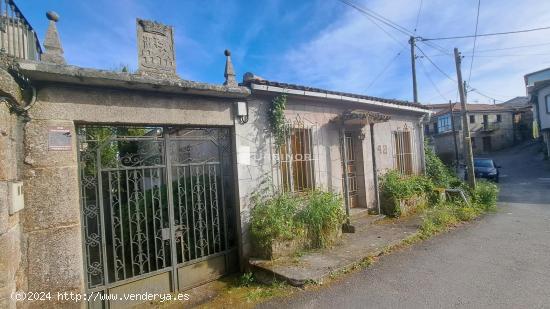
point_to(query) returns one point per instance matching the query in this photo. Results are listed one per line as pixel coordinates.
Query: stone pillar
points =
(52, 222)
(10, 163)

========================

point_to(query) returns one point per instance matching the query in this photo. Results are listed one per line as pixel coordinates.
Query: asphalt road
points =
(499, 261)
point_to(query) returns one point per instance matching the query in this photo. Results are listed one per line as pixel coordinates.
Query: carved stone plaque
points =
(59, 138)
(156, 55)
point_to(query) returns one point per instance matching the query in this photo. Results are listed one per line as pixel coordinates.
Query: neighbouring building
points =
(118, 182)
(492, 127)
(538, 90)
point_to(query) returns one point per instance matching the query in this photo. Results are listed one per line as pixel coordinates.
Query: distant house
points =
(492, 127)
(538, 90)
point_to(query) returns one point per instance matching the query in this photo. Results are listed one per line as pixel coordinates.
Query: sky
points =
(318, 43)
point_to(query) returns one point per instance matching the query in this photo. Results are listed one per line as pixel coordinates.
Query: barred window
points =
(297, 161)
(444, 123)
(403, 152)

========================

• [Exercise prompt]
Tally the lines of the material above that contain the string "stone", treating uppercase and lowercase letters as different. Give only the number.

• [Result of this task]
2